Geciteerde passage:
De zaak tegen [naam verzoeker 1] is geseponeerd omdat [naam verzoeker 3] als leidinggevende werd vervolgd en de zaak tegen laatstgenoemde is voorwaardelijk geseponeerd vanwege de oudheid van de feiten en omdat hij al voldoende was gestraft door onder andere het betalen van de belastingschuld die samenhing met de verdenkingen. Dat door beide verzoekers in verband met het strafrechtelijk onderzoek advocaatkosten zijn gemaakt zoals deze blijken uit de overgelegde gespecificeerde declaraties is geen punt van discussie. De vraag die beantwoord moet worden, is of er gronden van billijkheid aanwezig zijn om tot vergoeding van die kosten over te gaan.
Het strafrechtelijk onderzoek zag op fiscale fraude. [naam verzoeker 3] , als pleger en als feitelijk leidinggevende van [naam verzoeker 1] , en [naam verzoeker 1] werden verdacht van het opzettelijk doen van onjuiste aangiften vennootschapsbelasting. [naam verzoeker 3] werd daarnaast verdacht van het opzettelijk doen van onjuiste aangiften inkomstenbelasting. Voorts werd [naam verzoeker 3] verdacht van valsheid in geschrifte, te weten het valselijk opmaken van de bijlagen bij facturen, en met [naam verzoeker 1] tevens van gebruikmaking daarvan, en het opzettelijk verstrekken van onjuiste inlichtingen aan de Belastingdienst.
[naam verzoeker 3] had op advies van de belastingadviseurs van [naam belastingadvieskantoor] (hierna: [naam belastingadvieskantoor] ) een Cypriotische truststructuur opgezet. [naam verzoeker 3] had in 2006 met zijn onderneming [naam verzoeker 1] het merk [merknaam] gekocht. Dit merk was ondergebracht in een speciaal daarvoor op gerichte Cypriotische limited. Deze limited was eigendom van een limited, opgericht naar het recht van de Britse Maagdeneilanden, die vervolgens weer eigendom was van een door [naam verzoeker 3] ingestelde trust, waarvan hij ook de begunstigde was. [naam verzoeker 1] was vervolgens royalties gaan betalen aan de Cypriotische limited voor het gebruik van het merk [merknaam] . Deze betalingen waren vervolgens via de opgezette structuur ten goede gekomen aan [naam verzoeker 3] . Hierdoor waren de winsten van [naam verzoeker 1] buiten de belastingheffing, zowel vennootschapsbelasting (wat betreft [naam verzoeker 1] ) als inkomstenbelasting (wat betreft [naam verzoeker 3] ), gebleven. Het nadeel is door de Belastingdienst berekend op een totaalbedrag van € 762.390,-.

Uit te voeren taak: Schrijf de passage over de fiscale fraudezaak en de vergoeding van advocaatkosten verder, te beginnen na de laatste zin.

Opgesomde vermeldingen:
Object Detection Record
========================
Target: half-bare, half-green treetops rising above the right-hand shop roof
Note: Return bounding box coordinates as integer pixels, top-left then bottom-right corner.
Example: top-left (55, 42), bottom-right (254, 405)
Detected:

Ruimte voor antwoord:
[naam verzoeker 3] zou onjuiste en onvolledige antwoorden hebben gegeven op vragen van de Belastingdienst over zijn mogelijke betrokkenheid bij de trust. Uit het daarop ingestelde boekenonderzoek bij [naam verzoeker 1] is gebleken dat in 2014 bijlagen van facturen van [naam belastingadvieskantoor] aan [naam verzoeker 1] waren aangepast en in de administratie van [naam verzoeker 1] waren verwerkt. Verwijzingen naar het opzetten en uitvoeren van de truststructuur waren daarbij vervangen door algemene aanduidingen.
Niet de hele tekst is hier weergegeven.